### WHAT YOU HAVE TO DO
Where a line of the records contains the word "segment", show that line.

### RECORDS FOR THE TASK
==================================================

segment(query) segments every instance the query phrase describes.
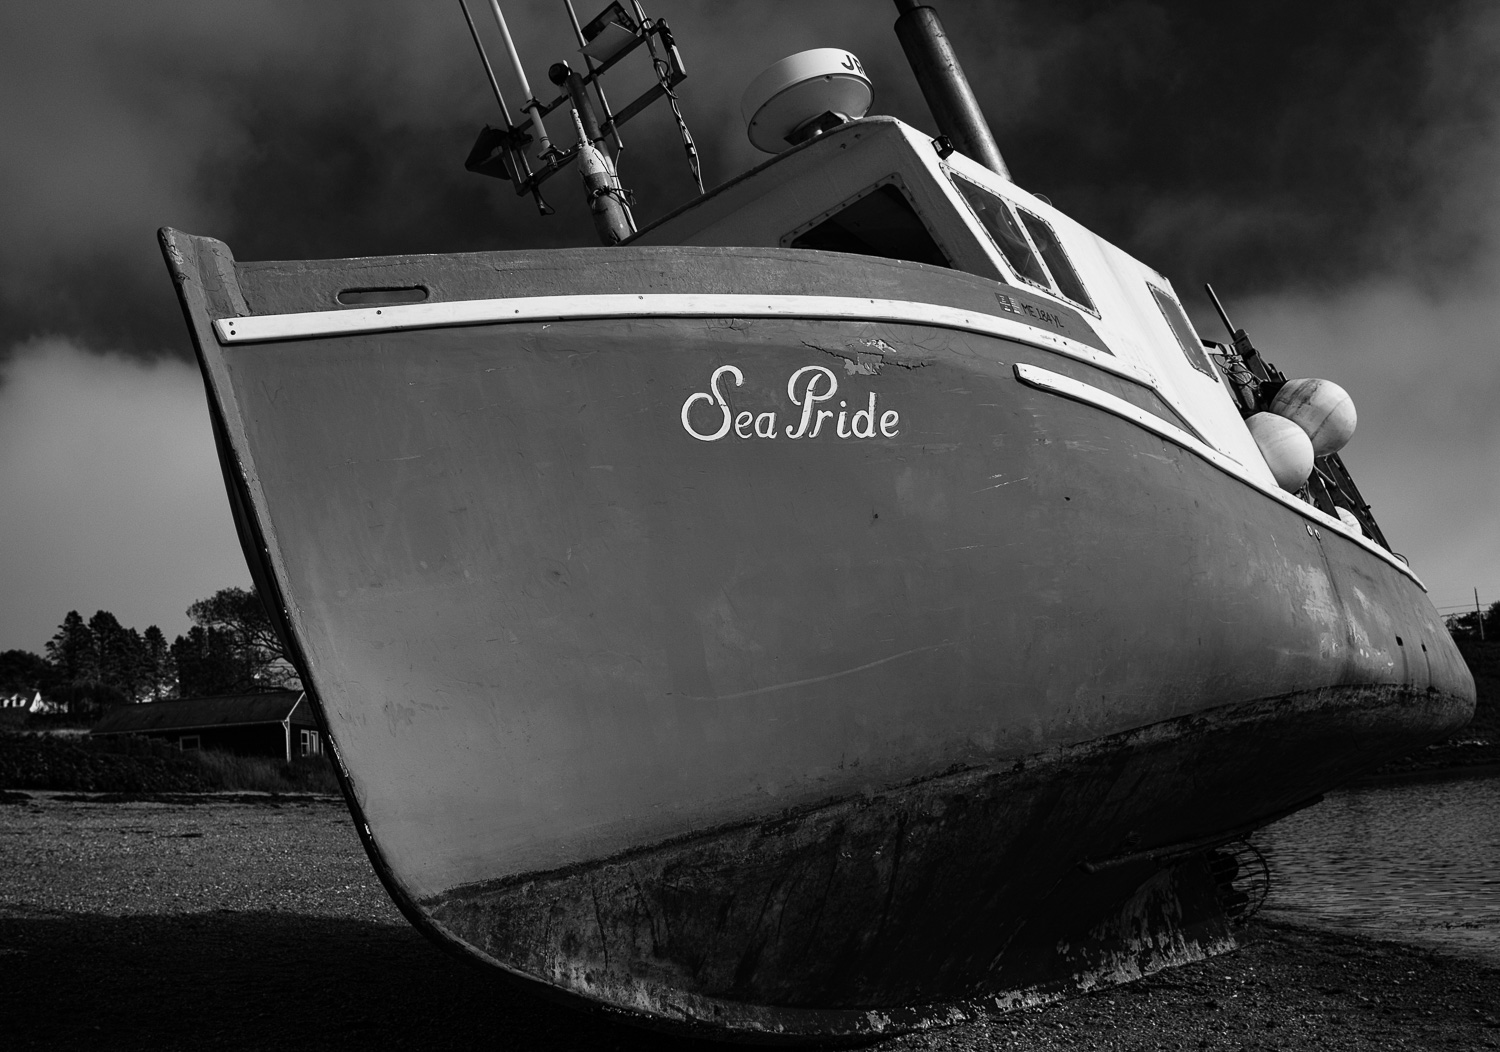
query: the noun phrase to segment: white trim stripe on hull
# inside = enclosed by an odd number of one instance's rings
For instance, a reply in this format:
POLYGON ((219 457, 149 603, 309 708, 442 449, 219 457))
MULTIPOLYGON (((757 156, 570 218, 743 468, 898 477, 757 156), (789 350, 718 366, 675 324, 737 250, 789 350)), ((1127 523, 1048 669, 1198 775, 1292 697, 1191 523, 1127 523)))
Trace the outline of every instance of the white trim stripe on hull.
MULTIPOLYGON (((1159 435, 1168 442, 1179 445, 1188 452, 1202 457, 1220 471, 1234 476, 1247 485, 1254 486, 1261 493, 1264 493, 1272 500, 1286 505, 1303 518, 1311 519, 1318 526, 1337 530, 1340 535, 1354 541, 1371 554, 1378 555, 1407 577, 1410 577, 1421 587, 1422 591, 1427 591, 1427 586, 1422 583, 1422 579, 1416 575, 1410 566, 1407 566, 1406 563, 1370 540, 1357 529, 1346 526, 1332 515, 1324 514, 1320 509, 1313 507, 1299 497, 1293 496, 1284 489, 1262 485, 1247 475, 1245 469, 1233 458, 1226 457, 1217 449, 1214 449, 1205 442, 1199 441, 1182 430, 1182 428, 1176 427, 1155 414, 1148 413, 1144 409, 1132 405, 1118 395, 1110 394, 1108 391, 1101 391, 1099 388, 1075 380, 1071 376, 1063 376, 1059 373, 1050 372, 1047 369, 1039 369, 1034 365, 1026 365, 1024 362, 1017 362, 1015 370, 1016 379, 1029 387, 1034 387, 1039 391, 1050 391, 1052 394, 1061 395, 1064 398, 1072 398, 1075 401, 1086 402, 1095 408, 1104 410, 1106 413, 1113 413, 1115 416, 1129 420, 1131 423, 1159 435)), ((1314 527, 1312 526, 1308 527, 1309 531, 1313 529, 1314 527)))
POLYGON ((648 293, 609 296, 527 296, 515 299, 454 300, 407 303, 390 307, 300 314, 263 314, 220 318, 214 332, 223 344, 265 343, 317 336, 344 336, 402 329, 493 325, 501 322, 576 321, 588 318, 816 318, 832 321, 906 322, 961 329, 985 336, 1059 351, 1108 372, 1157 386, 1148 370, 1122 362, 1058 333, 1050 333, 980 311, 911 300, 873 300, 856 296, 746 296, 733 293, 648 293))
MULTIPOLYGON (((911 300, 866 299, 856 296, 752 296, 733 293, 644 293, 603 296, 526 296, 510 299, 452 300, 388 307, 351 307, 347 310, 262 314, 216 320, 214 332, 226 345, 313 339, 359 333, 399 332, 408 329, 494 325, 506 322, 571 321, 603 318, 810 318, 822 321, 876 321, 957 329, 997 336, 1076 358, 1106 372, 1151 388, 1180 411, 1148 370, 1077 340, 1023 322, 980 311, 962 310, 911 300)), ((1400 570, 1426 591, 1419 577, 1401 559, 1363 534, 1325 515, 1285 491, 1263 485, 1230 457, 1159 417, 1097 387, 1046 369, 1017 363, 1016 378, 1038 390, 1086 402, 1129 420, 1139 427, 1202 457, 1227 474, 1254 487, 1318 526, 1336 530, 1400 570)), ((1308 529, 1313 529, 1309 525, 1308 529)))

==================================================

### ANSWER BOX
segment(query) segments every instance the query phrase describes.
query: the noun phrase to segment: white trim stripe on hull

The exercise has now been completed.